- [Stated task] Tally how many lines in the material below contain the string "fields". Reply with the number alone.

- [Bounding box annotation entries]
:::::
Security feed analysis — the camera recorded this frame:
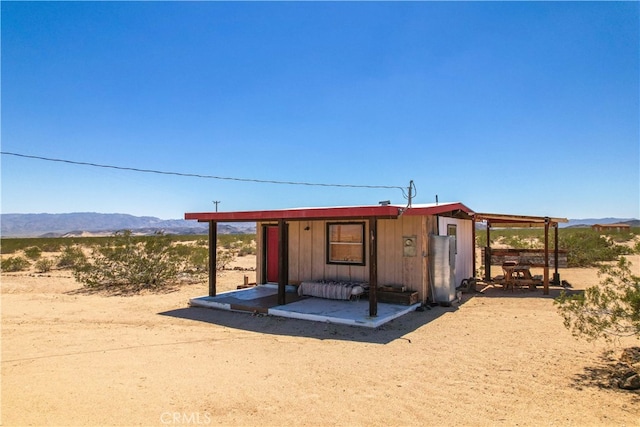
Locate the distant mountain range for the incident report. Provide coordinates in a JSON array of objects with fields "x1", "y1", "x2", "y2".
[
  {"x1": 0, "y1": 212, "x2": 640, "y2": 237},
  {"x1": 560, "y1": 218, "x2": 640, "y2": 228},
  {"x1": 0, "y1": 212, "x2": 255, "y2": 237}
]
:::::
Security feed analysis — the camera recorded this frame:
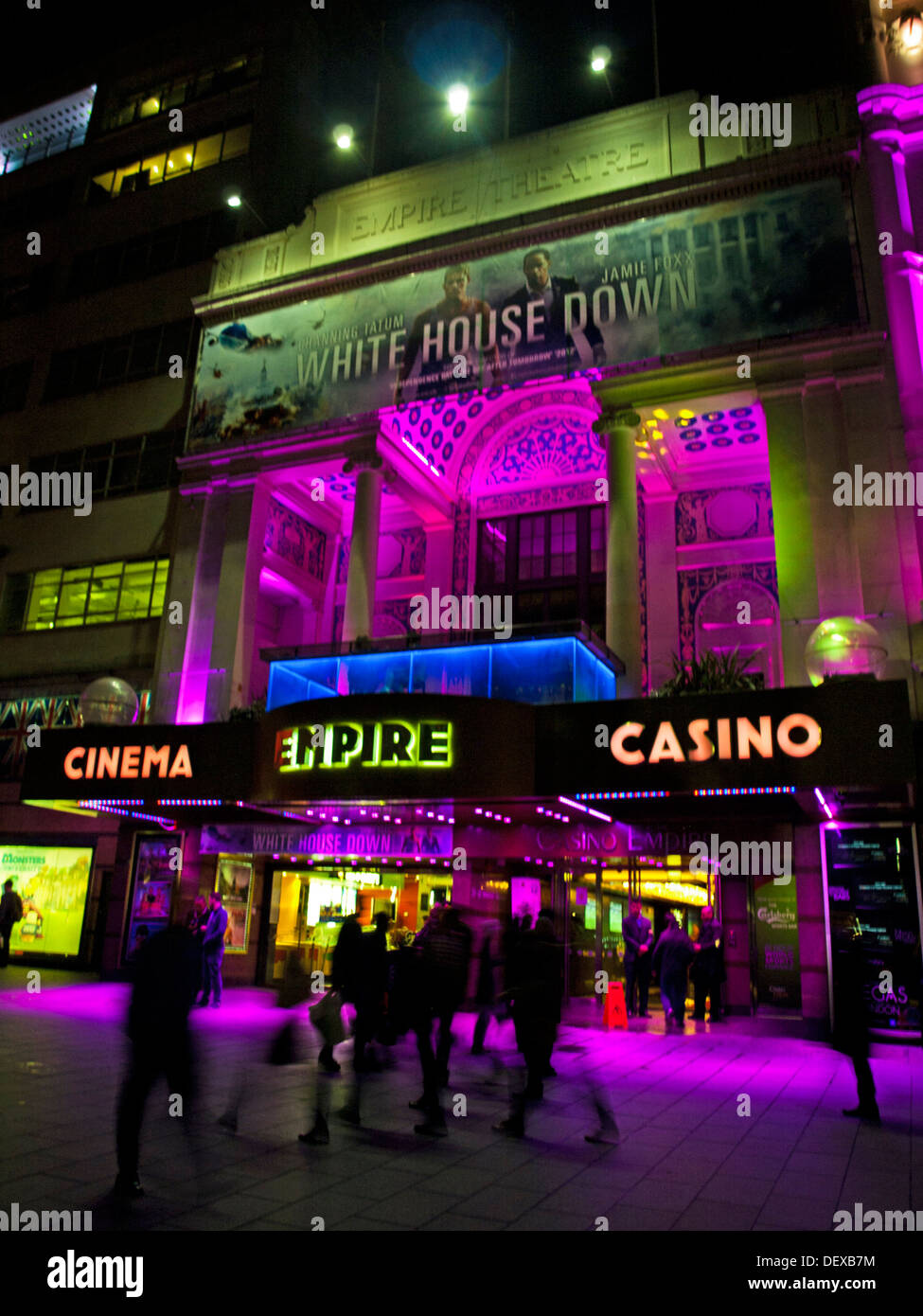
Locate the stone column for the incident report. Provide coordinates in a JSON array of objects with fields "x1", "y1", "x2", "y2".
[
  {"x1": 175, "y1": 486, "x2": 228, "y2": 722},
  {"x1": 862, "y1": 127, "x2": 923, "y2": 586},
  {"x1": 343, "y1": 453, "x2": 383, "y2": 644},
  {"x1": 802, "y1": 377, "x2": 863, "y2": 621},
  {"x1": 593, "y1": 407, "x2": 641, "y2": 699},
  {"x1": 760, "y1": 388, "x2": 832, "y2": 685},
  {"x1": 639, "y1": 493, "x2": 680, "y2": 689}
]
:::::
- [Result below] 2